§ **Work to be completed**
Copy all of the data that follows without altering a word.

Collected data

___

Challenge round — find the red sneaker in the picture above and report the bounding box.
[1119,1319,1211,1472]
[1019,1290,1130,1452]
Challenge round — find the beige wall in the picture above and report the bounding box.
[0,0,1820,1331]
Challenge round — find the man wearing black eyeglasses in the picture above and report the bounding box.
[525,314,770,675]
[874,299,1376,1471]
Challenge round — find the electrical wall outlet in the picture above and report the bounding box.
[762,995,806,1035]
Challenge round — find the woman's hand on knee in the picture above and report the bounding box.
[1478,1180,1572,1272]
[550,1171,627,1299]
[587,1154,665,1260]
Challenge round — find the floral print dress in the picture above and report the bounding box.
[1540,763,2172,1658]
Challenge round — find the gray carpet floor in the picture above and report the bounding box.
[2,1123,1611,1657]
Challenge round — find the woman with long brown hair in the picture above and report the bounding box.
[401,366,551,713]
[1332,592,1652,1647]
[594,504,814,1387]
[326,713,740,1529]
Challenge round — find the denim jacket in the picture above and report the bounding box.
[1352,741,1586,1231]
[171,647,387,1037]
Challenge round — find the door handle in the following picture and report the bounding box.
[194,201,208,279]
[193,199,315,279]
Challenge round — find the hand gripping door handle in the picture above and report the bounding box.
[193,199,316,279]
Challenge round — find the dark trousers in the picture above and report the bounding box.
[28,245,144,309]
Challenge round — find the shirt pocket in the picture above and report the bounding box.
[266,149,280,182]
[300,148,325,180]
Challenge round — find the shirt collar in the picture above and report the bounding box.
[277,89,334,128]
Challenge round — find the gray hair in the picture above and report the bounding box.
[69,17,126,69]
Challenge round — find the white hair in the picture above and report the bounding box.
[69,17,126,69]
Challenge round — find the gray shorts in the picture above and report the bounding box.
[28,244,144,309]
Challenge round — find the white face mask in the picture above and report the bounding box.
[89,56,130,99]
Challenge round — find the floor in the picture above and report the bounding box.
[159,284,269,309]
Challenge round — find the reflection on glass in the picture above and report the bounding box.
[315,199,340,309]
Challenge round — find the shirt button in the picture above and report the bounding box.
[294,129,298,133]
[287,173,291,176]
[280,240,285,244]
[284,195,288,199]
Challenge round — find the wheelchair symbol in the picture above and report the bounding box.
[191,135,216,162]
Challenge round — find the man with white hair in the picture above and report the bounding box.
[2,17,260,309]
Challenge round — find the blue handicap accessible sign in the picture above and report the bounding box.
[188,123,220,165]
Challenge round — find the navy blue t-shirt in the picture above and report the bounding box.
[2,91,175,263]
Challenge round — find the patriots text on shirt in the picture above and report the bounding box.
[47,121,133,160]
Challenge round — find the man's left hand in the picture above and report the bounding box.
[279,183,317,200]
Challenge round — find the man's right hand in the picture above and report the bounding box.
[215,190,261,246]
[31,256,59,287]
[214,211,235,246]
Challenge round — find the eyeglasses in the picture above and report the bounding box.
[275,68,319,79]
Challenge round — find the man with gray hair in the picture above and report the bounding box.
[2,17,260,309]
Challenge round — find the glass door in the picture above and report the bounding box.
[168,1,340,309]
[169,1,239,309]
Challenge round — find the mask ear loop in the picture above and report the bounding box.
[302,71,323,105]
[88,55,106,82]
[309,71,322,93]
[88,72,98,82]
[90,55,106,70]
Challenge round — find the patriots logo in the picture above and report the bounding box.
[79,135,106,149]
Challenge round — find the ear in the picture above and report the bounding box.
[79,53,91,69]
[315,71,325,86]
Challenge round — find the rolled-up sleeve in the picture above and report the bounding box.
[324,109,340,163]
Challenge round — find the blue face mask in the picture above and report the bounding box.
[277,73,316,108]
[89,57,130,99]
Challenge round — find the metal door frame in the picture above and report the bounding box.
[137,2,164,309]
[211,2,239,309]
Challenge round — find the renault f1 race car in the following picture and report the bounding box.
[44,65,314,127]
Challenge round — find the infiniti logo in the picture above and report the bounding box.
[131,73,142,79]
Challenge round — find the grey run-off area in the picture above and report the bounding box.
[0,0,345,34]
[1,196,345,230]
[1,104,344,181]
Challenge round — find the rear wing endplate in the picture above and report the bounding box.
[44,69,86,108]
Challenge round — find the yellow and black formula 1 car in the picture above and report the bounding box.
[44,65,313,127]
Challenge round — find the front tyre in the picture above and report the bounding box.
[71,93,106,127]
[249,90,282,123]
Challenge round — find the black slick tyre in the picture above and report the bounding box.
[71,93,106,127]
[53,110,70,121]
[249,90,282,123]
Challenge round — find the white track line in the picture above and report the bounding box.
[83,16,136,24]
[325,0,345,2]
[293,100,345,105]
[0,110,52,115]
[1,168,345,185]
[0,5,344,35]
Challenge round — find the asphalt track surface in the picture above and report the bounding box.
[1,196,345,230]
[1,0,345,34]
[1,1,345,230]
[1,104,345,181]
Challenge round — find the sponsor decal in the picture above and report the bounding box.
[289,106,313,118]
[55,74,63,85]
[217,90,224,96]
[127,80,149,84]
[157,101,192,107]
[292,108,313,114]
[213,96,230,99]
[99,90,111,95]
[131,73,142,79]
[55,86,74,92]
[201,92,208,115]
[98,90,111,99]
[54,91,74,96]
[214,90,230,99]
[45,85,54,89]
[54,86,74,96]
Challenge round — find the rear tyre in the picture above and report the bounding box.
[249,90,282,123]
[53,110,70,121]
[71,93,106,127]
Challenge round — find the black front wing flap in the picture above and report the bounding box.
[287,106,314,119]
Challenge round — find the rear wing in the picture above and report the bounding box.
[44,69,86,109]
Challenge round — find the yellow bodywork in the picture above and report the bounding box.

___

§ **Task answer**
Challenge round — find the red sneaker in the picture above and report the bounding box.
[1119,1319,1211,1472]
[1019,1290,1130,1452]
Challenge round — find the beige wall in the picture above and report the bounding box.
[0,0,1820,1331]
Challenge round — find the man wearing black eyeglasses in the picture above and report the bounding box.
[525,314,770,675]
[874,299,1376,1471]
Challenge round — find the electrical wall outlet in the picture above and report the bounding box.
[762,995,806,1035]
Challenge round — find the woman's hand on knee in the picture above and report the bounding box.
[1478,1180,1572,1272]
[550,1171,627,1299]
[587,1154,665,1260]
Challenge round — find the floral print dress in the picture above and report the bounding box.
[1540,763,2172,1658]
Challenge round — find the gray carpet floor in the picture above and report the bounding box.
[2,1123,1611,1657]
Challenge round — find the woman with long brown hair in the picture above and report the bounding box.
[401,366,551,713]
[1332,592,1652,1647]
[594,504,814,1387]
[326,713,740,1529]
Challenge round — find the denim jacket in the picture above and report the bounding box.
[1352,741,1586,1231]
[171,647,387,1037]
Challenge round — find the door handle in the following picture and report the bounding box.
[194,201,208,279]
[193,199,315,279]
Challenge round — find the hand gripping door handle in the picture above and report the bounding box.
[193,199,316,279]
Challenge round — find the dark trousers in the picture above and report the bounding box.
[28,245,144,309]
Challenge round — find the shirt pocket in the picture above and report the bounding box.
[266,149,280,182]
[300,148,325,180]
Challenge round — find the shirt collar in the picture above and report the bounding box.
[277,89,334,128]
Challenge round — find the gray hair in the picture above and report the bounding box.
[69,17,126,69]
Challenge round — find the white hair in the picture above and report the bounding box.
[69,17,126,69]
Challenge round — find the gray shorts in the picture above and report the bounding box.
[28,244,144,309]
Challenge round — find the white face mask in the picture above and report the bounding box.
[89,56,130,99]
Challenge round — find the floor in the picture above and report the bounding box.
[159,284,269,309]
Challenge round — find the reflection on glass in the picture above and report the bounding box.
[315,199,340,309]
Challenge round — find the shirt button in the picture above and report the bounding box.
[294,129,298,133]
[287,173,291,176]
[280,240,285,244]
[284,195,288,199]
Challenge round — find the wheelchair symbol in the picture above and report the bounding box.
[191,135,216,162]
Challenge round — find the man with white hair in the picture above and report the bounding box.
[2,17,260,309]
Challenge round — find the blue handicap accessible sign in the picture above and report the bounding box.
[188,123,220,165]
Challenge round — find the navy blue t-shirt in the picture above and report the bounding box.
[2,91,175,263]
Challenge round — find the patriots text on shirt in the picture above and report the bounding box.
[47,121,133,160]
Challenge round — find the man's left hand in the picture above and report the bounding box.
[279,183,317,200]
Challenge round — find the man's right hand in the picture above and report the bounding box.
[215,190,261,246]
[31,256,59,287]
[214,211,235,246]
Challenge round — find the eyeglasses in the picture above and report the bounding box.
[275,68,319,79]
Challenge round — find the man with gray hair in the picture above and report the bounding box.
[2,17,260,309]
Challenge round — find the glass door in the picture above and report the bounding box.
[168,1,340,309]
[169,1,239,309]
Challenge round — find the mask ear loop in the picture above and report the bounding box.
[302,71,323,105]
[88,55,106,82]
[309,71,322,93]
[88,72,98,82]
[90,55,106,70]
Challenge round — find the patriots logo in the picture above and report the bounding box.
[79,135,106,149]
Challenge round — find the ear in the picture above and report the bounding box.
[79,53,91,69]
[315,71,325,86]
Challenge round — find the rolled-up sleeve in the picture above and report the bounding box.
[324,109,340,163]
Challenge round — find the blue face mask in the picture above and report the bounding box.
[277,73,316,108]
[89,57,130,99]
Challenge round — find the metal door frame in the picture above and report the bounding box.
[137,2,164,309]
[211,2,239,309]
Challenge round — find the renault f1 race car in the following picture and report the bounding box.
[44,65,314,127]
Challenge round — find the infiniti logo in the picture above and report the bounding box.
[131,73,142,79]
Challenge round — find the grey run-off area in the picture above and report the bounding box.
[0,0,345,34]
[1,196,345,230]
[1,104,344,181]
Challenge round — find the rear wing endplate in the picture above and report the bounding box.
[44,69,86,108]
Challenge round — find the yellow and black formula 1 car in the picture above and report the bounding box.
[44,65,313,127]
Challenge round — find the front tyre in the picture above and report the bounding box.
[71,93,106,127]
[249,90,282,123]
Challenge round — find the black slick tyre in the picture above and report the bounding box.
[71,93,106,127]
[53,110,70,121]
[249,90,282,123]
Challenge round — find the white track line in the picture above and report the bounding box.
[83,16,136,24]
[325,0,345,2]
[293,100,345,105]
[0,110,52,115]
[1,168,345,185]
[0,5,344,35]
Challenge round — find the asphalt track surface in the picture above and report the bounding box.
[1,196,345,230]
[1,0,345,34]
[1,1,345,230]
[1,104,345,181]
Challenge round — find the sponsor decal in the picture above and report the bounding box.
[289,106,313,118]
[55,74,63,85]
[217,90,224,96]
[127,80,149,84]
[157,101,192,107]
[292,108,313,114]
[213,96,230,99]
[99,90,111,95]
[131,73,142,79]
[55,86,74,92]
[201,92,208,115]
[98,90,111,99]
[54,91,74,96]
[214,90,230,99]
[45,85,54,89]
[54,86,74,96]
Challenge round — find the rear tyre in the picture above and report the bounding box.
[249,90,282,123]
[53,110,70,121]
[71,93,106,127]
Challenge round — find the black front wing flap in the picture above and report the bounding box.
[287,106,314,119]
Challenge round — find the rear wing in the picture above and report the bounding box.
[44,69,86,109]
Challenge round — find the yellow bodywork in the picture above and report the bounding box.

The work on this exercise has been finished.